Task requirements:
(A) According to the convolutional neural network lab, how long is the lab estimated to take?
(B) Write the next part of the convolutional neural network lab, starting right after its last line.

Document passage:
Convolutional Neural Network with Small Images

Table of Contents

In this lab, we will use a Convolutional Neural Network to classify handwritten digits from the MNIST database. We will reshape the images to make them faster to process

  • Get Some Data
  • Convolutional Neural Network
  • Define Softmax, Criterion function, Optimizer and Train the Model
  • Analyze Results
  • </ul>

    Estimated Time Needed: 25 min


    Preparation

    
    
    In [ ]:
    # Import the libraries we need to use in this lab
    
    # Using the following line code to install the torchvision library
    # !conda install -y torchvision
    
    import torch 
    import torch.nn as nn
    import torchvision.transforms as transforms
    import torchvision.datasets as dsets
    import matplotlib.pylab as plt
    import numpy as np
    

    Define the function plot_channels to plot out the kernel parameters of each channel

    
    
    In [ ]:
    # Define the function for plotting the channels
    
    def plot_channels(W):
        n_out = W.shape[0]
        n_in = W.shape[1]
        w_min = W.min().item()

Provided data:
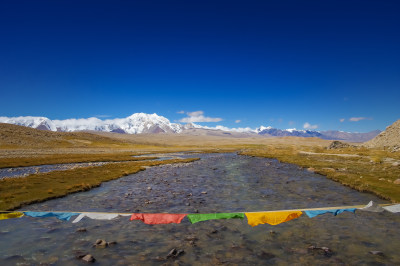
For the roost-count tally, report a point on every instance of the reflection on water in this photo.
(28, 170)
(229, 183)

Response list:
(A) 25 minutes.

(B)
        w_max = W.max().item()
        fig, axes = plt.subplots(n_out, n_in)
        fig.subplots_adjust(hspace=0.1)
        out_index = 0
        in_index = 0
        
        #plot outputs as rows inputs as columns 
        for ax in axes.flat:
            if in_index > n_in-1:
                out_index = out_index + 1
                in_index = 0
            ax.imshow(W[out_index, in_index, :, :], vmin=w_min, vmax=w_max, cmap='seismic')
            ax.set_yticklabels([])
            ax.set_xticklabels([])
            in_index = in_index + 1
    
        plt.show()
    

    Define the function plot_parameters to plot out the kernel parameters of each channel with Multiple outputs .

    
    
    In [ ]:
    # Define the function for plotting the parameters
    
    def plot_parameters(W, number_rows=1, name="", i=0):
        W = W.data[:, i, :, :]
        n_filters = W.shape[0]
        w_min = W.min().item()
        w_max = W.max().item()
        fig, axes = plt.subplots(number_rows, n_filters // number_rows)
        fig.subplots_adjust(hspace=0.4)
    
        for i, ax in enumerate(axes.flat):
            if i < n_filters:
                # Set the label for the sub-plot.
                ax.set_xlabel("kernel:{0}".format(i + 1))
    
                # Plot the image.
                ax.imshow(W[i, :], vmin=w_min, vmax=w_max, cmap='seismic')
                ax.set_xticks([])
                ax.set_yticks([])
        plt.suptitle(name, fontsize=10)    
        plt.show()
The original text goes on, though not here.